- _Instruction_
Pull out every line of the listing below that contains the word "wall".

(Records from a data source)
☆ ☆ ☆ ☆ ☆
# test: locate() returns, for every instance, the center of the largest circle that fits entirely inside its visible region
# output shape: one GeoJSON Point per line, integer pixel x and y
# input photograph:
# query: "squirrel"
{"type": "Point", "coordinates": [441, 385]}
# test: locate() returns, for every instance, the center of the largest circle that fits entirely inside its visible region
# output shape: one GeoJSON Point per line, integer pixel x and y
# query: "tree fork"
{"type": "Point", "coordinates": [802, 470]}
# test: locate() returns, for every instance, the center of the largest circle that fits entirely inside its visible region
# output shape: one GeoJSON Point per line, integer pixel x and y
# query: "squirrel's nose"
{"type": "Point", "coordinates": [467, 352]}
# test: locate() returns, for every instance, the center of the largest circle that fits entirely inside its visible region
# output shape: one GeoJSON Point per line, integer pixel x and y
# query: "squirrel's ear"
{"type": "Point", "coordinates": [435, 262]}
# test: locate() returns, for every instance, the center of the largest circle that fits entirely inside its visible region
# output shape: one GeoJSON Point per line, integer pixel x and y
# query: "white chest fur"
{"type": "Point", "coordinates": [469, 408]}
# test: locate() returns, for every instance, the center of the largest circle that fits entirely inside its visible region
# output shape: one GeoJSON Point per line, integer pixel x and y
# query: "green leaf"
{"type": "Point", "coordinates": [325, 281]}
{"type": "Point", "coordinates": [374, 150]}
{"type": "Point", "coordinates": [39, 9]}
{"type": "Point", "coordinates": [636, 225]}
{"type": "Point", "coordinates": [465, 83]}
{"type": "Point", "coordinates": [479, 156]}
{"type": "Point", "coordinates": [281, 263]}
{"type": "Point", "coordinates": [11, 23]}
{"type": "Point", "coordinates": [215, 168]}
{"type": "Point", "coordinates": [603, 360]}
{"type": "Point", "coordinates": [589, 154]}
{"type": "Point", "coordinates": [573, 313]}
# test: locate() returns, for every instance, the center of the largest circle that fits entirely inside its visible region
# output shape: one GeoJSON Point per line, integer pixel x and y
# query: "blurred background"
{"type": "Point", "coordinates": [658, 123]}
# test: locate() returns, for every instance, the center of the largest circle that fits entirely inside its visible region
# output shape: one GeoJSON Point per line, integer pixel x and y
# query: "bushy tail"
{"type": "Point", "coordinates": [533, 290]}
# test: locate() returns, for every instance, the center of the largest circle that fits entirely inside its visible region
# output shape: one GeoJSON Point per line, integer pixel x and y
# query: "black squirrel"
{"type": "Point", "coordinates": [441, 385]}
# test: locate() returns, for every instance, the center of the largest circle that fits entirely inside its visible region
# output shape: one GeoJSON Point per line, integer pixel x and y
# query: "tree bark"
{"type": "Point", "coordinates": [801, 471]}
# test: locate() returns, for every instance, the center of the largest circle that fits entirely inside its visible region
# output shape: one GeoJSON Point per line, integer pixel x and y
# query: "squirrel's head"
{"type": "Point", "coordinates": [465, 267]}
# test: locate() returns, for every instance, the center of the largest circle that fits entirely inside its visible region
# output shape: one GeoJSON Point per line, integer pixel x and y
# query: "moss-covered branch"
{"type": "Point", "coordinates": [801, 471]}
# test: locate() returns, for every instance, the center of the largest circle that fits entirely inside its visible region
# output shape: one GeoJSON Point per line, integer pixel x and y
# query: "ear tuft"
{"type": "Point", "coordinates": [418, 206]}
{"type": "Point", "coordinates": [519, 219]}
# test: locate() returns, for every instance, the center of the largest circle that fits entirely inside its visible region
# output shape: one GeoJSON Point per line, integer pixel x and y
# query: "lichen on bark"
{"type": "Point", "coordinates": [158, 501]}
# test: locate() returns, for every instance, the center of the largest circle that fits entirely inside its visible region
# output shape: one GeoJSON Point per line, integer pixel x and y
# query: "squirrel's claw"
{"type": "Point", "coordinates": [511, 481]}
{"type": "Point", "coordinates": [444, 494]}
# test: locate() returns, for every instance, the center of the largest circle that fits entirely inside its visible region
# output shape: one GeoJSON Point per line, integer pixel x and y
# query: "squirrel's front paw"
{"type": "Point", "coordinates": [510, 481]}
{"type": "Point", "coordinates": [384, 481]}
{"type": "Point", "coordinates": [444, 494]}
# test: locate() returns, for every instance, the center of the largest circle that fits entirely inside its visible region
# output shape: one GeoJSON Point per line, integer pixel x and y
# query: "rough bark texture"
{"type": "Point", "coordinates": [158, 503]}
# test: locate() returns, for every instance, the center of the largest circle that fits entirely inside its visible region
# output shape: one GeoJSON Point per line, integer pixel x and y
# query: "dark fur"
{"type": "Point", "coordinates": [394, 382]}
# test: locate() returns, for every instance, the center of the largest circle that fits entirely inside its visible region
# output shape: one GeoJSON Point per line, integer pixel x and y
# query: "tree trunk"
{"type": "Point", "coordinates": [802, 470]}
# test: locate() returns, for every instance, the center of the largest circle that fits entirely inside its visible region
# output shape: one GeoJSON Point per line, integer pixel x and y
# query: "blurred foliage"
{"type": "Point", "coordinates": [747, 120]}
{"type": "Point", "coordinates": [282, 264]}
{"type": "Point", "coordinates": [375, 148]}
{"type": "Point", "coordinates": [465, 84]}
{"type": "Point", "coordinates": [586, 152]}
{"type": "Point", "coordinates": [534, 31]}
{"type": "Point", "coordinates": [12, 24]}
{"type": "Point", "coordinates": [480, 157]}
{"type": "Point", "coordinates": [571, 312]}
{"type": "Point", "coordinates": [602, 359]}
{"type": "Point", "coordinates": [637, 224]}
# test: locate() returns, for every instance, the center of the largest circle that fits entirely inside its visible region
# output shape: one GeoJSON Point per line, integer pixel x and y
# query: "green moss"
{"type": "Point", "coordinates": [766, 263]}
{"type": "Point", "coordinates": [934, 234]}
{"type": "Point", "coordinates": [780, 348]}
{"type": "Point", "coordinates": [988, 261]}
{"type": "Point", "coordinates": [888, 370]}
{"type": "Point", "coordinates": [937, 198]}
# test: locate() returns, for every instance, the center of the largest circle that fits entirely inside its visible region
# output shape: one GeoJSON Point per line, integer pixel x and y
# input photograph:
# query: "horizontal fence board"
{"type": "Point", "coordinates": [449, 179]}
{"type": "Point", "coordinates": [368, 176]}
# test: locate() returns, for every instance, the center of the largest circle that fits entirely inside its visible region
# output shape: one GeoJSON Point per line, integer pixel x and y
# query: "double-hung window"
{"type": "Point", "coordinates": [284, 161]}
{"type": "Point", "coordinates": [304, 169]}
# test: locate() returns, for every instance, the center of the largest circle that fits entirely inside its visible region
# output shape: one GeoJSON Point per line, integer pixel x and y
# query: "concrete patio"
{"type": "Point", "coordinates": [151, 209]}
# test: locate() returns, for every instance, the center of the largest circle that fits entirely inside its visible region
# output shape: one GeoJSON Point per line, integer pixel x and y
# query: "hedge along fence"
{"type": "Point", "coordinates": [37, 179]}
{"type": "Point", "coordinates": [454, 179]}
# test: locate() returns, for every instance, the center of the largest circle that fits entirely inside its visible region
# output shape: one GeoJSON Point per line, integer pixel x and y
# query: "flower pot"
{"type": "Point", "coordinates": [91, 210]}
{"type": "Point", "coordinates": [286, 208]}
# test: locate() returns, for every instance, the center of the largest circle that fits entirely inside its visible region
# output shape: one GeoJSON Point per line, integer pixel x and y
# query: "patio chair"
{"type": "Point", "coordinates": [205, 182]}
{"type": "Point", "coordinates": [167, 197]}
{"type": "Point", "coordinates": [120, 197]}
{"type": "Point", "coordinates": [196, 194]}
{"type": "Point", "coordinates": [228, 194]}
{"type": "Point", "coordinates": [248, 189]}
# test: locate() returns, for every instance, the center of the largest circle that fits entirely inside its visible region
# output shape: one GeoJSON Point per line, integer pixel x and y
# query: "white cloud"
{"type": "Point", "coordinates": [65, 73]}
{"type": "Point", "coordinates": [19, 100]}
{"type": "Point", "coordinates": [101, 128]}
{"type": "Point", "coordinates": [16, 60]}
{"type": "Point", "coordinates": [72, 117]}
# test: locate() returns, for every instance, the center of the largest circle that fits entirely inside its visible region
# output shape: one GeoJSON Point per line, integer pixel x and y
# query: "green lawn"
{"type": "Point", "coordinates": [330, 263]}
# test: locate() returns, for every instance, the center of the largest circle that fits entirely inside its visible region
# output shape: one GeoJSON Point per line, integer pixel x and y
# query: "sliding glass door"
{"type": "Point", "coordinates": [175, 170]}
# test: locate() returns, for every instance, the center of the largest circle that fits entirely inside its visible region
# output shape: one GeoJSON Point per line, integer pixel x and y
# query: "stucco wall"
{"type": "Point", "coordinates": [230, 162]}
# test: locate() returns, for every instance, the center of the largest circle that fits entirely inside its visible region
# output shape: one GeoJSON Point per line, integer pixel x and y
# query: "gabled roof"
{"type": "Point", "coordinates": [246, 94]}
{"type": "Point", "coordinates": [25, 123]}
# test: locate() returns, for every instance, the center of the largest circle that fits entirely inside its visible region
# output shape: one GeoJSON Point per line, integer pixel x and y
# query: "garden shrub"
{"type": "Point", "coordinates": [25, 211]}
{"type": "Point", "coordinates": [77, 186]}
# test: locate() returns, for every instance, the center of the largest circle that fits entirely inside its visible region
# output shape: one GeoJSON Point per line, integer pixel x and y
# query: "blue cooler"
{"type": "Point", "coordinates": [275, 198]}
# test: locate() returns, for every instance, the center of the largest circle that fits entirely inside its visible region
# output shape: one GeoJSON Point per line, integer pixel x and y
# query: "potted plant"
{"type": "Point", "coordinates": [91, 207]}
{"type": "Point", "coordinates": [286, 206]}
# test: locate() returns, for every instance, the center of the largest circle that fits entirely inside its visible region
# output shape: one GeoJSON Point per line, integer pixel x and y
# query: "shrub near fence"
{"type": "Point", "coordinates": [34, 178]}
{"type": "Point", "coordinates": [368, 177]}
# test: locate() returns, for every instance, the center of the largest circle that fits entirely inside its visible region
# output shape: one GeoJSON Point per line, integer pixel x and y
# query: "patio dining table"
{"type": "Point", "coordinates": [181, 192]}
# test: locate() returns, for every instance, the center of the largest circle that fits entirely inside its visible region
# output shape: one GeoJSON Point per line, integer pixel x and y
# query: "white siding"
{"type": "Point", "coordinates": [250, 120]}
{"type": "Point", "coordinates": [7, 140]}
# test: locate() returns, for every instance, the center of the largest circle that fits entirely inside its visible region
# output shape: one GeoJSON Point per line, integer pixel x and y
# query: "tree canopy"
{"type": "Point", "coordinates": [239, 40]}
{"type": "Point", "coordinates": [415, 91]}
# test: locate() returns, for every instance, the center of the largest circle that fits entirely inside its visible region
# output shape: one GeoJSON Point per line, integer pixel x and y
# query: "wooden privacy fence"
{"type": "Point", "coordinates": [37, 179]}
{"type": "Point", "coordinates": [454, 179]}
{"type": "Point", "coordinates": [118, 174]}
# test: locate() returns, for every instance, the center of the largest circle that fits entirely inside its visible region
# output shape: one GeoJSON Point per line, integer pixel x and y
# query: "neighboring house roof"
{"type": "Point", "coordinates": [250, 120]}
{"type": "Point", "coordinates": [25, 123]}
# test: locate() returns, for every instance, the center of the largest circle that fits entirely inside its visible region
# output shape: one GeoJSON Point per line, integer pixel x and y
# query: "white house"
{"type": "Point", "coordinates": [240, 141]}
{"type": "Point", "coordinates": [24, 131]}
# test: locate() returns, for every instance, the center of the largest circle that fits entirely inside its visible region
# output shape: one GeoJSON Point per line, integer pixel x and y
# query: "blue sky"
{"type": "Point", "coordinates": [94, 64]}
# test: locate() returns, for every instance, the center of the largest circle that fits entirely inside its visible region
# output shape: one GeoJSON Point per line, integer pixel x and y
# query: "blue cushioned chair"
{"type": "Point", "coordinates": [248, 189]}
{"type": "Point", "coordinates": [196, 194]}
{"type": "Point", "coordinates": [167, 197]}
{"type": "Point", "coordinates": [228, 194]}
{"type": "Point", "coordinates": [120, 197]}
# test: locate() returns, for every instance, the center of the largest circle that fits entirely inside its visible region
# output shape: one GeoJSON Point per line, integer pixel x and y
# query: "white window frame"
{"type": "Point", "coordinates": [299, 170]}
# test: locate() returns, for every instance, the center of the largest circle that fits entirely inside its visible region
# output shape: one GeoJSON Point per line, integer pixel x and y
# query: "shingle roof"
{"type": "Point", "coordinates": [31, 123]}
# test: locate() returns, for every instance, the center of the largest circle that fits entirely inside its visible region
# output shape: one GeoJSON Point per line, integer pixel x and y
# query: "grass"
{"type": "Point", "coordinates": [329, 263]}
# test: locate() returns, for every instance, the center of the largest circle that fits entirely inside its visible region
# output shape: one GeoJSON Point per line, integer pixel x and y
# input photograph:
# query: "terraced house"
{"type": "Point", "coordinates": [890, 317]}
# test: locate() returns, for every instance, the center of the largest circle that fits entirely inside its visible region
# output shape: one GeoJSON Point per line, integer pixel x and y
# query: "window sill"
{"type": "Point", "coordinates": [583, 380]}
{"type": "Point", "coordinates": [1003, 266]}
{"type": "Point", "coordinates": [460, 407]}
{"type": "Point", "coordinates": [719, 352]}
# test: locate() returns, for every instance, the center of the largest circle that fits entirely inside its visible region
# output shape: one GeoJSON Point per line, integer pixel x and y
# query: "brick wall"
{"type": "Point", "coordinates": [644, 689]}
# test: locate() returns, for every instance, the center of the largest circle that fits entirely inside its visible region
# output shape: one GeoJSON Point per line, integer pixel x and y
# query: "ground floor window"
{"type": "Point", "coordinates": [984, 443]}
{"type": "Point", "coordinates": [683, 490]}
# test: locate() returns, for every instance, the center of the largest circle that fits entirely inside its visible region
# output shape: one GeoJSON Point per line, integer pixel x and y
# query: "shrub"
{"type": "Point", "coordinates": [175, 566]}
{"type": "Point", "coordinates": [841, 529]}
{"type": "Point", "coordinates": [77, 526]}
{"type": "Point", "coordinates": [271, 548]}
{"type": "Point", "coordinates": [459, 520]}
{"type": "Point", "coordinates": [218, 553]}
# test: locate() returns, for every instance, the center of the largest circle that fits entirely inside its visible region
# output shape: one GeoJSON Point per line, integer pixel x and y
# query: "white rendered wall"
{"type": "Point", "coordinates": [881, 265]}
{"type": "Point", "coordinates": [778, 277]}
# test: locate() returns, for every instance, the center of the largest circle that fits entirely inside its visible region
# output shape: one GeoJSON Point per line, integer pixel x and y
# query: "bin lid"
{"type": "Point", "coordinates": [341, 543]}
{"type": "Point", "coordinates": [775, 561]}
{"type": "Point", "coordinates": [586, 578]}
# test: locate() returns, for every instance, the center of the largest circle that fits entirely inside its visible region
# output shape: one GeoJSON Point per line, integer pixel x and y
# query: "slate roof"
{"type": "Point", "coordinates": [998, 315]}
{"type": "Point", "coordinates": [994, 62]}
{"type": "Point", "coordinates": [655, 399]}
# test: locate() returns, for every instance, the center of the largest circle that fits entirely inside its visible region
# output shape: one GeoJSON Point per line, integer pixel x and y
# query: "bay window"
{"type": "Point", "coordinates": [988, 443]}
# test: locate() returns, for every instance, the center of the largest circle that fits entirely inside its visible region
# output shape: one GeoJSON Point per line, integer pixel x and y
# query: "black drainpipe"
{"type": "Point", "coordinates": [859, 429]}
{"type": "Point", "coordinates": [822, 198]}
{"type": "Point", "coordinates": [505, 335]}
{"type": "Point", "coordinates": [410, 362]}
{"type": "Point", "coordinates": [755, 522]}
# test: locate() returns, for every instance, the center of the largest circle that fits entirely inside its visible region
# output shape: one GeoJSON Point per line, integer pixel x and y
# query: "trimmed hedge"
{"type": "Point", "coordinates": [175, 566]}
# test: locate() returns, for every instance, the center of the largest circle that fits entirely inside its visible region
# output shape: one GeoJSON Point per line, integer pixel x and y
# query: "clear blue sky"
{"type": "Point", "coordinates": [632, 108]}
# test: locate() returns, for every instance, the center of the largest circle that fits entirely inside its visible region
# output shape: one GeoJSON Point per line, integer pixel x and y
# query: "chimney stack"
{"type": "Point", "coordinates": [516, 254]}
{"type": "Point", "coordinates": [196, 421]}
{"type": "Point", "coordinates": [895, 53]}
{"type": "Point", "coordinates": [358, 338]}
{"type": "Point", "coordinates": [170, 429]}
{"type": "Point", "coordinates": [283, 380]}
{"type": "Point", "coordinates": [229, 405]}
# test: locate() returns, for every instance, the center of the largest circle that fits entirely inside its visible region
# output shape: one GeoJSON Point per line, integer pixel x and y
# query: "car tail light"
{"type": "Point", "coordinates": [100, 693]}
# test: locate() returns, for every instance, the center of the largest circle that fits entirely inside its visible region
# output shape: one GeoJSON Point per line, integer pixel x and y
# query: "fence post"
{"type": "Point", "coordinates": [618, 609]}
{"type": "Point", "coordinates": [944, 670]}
☆ ☆ ☆ ☆ ☆
- _Correct output_
# query: "stucco wall"
# query: "brick wall"
# query: "white rendered wall"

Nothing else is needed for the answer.